> WHAT YOU WILL DO
Gather each line of the listing below that contains the word "instances", copying it in full.

> SUPPLIED RECORDS
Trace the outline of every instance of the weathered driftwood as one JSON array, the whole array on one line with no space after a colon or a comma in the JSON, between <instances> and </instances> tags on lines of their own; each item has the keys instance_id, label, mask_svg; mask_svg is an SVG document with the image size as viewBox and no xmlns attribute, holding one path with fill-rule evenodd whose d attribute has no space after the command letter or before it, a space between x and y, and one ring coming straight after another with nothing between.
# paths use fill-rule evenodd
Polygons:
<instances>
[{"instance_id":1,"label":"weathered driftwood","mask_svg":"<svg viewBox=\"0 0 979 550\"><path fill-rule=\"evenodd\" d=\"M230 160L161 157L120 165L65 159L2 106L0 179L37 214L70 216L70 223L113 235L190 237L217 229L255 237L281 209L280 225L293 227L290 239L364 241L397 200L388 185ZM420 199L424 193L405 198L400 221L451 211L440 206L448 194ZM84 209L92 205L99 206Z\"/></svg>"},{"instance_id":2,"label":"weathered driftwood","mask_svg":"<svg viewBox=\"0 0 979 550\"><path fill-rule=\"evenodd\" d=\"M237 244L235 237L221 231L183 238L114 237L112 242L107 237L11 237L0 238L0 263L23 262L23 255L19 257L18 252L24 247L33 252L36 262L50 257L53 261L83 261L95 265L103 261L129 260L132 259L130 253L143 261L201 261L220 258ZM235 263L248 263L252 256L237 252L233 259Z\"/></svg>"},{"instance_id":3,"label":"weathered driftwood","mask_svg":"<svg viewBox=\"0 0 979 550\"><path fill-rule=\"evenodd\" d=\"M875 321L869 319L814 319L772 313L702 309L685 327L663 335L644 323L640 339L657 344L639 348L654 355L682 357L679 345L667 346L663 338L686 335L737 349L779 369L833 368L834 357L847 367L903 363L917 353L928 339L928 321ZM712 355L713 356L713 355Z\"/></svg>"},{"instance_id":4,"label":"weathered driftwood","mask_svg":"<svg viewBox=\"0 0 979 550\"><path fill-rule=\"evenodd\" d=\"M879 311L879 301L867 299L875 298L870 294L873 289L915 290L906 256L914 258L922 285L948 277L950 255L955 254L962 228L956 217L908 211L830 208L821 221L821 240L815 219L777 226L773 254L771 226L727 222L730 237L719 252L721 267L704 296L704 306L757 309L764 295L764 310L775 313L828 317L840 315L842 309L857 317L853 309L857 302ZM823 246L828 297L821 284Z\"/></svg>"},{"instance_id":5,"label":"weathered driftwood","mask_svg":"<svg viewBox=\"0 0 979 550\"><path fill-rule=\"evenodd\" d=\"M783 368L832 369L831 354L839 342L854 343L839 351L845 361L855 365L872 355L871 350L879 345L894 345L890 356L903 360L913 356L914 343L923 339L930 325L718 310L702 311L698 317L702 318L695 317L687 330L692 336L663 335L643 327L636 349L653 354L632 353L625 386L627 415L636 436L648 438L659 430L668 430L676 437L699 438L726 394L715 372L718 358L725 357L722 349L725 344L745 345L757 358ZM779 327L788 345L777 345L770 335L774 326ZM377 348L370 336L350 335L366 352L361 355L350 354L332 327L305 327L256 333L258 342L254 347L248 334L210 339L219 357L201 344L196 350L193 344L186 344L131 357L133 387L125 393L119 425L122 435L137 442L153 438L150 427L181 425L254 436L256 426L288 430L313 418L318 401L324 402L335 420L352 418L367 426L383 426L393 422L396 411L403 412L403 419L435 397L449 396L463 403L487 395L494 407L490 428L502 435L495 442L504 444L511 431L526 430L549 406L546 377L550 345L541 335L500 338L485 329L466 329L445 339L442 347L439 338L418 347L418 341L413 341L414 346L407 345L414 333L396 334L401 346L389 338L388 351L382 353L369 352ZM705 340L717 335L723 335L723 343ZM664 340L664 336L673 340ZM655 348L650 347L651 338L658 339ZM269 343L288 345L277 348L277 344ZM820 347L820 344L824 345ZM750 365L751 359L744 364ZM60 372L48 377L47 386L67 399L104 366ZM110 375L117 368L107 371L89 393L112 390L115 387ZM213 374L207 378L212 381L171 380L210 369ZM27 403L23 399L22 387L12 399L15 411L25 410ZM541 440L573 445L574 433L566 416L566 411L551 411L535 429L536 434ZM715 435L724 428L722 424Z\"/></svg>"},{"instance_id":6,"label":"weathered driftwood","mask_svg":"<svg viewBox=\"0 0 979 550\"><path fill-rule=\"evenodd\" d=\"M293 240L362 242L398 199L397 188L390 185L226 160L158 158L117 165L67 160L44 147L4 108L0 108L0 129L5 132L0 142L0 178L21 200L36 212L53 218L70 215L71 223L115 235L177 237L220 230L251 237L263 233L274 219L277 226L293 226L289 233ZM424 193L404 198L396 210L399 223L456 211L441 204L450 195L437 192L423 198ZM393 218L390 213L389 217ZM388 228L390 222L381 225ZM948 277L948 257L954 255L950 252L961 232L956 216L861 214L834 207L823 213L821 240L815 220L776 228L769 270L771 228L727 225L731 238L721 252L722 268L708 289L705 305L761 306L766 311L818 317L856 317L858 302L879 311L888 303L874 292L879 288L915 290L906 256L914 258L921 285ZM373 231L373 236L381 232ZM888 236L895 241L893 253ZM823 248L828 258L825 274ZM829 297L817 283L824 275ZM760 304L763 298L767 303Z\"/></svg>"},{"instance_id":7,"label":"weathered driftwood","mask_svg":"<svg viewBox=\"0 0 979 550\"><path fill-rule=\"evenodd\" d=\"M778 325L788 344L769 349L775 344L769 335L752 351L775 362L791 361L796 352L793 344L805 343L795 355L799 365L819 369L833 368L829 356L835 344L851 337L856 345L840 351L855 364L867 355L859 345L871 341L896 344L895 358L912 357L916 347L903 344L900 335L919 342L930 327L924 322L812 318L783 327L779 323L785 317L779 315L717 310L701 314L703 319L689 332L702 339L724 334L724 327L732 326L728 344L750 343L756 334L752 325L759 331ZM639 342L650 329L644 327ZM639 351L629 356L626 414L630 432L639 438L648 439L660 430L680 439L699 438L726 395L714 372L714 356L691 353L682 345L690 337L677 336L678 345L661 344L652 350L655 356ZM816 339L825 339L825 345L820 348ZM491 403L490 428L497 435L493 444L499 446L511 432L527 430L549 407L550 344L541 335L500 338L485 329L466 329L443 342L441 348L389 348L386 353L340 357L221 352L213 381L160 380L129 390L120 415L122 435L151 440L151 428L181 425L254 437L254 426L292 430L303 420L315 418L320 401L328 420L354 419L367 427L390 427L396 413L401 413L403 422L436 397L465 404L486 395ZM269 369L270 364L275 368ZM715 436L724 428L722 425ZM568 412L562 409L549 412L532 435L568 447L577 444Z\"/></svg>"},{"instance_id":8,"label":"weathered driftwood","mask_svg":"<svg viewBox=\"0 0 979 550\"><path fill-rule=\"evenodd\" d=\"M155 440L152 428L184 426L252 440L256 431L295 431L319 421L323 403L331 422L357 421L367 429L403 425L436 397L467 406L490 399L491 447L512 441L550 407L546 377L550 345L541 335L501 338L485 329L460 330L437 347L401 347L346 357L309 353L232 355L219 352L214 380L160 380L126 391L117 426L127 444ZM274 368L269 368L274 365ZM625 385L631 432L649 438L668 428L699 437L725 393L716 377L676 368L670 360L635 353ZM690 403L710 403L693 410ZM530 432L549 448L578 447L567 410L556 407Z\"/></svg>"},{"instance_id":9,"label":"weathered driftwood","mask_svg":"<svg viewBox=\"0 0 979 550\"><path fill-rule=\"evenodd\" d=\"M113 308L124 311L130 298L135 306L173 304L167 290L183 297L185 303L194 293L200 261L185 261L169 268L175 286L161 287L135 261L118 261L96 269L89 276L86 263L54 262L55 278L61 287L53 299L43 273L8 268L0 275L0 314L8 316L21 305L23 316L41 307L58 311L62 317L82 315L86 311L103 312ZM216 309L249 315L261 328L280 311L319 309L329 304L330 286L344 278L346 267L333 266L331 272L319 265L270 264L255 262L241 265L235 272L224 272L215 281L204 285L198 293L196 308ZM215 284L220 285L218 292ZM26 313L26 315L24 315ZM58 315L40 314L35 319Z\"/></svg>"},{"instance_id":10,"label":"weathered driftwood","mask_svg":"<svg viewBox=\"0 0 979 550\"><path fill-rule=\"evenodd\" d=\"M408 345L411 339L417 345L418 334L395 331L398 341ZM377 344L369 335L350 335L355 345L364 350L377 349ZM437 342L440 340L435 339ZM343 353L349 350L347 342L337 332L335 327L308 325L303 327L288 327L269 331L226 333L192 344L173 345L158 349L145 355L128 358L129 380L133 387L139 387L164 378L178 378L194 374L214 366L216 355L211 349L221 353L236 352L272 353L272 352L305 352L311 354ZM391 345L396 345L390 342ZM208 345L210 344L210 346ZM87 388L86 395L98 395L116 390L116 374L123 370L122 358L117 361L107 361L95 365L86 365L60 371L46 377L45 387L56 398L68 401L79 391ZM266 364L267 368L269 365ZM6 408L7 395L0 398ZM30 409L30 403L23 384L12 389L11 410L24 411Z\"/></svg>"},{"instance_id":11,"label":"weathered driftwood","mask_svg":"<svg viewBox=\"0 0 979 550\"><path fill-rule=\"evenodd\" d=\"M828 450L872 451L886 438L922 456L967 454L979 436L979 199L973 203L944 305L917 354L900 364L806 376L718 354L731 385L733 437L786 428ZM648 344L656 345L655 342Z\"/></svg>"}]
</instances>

> COMPLETE ANSWER
Trace the outline of every instance of the weathered driftwood as one JSON array, the whole array on one line with no space after a colon or a comma in the JSON, between <instances> and </instances> tags on lines of their own; each item has the keys instance_id, label, mask_svg; mask_svg is an SVG document with the image size as viewBox and no xmlns attribute, holding one path with fill-rule evenodd whose d attribute has no space after the command letter or before it, a space between x and y, and one ring coming straight after another with nothing between.
<instances>
</instances>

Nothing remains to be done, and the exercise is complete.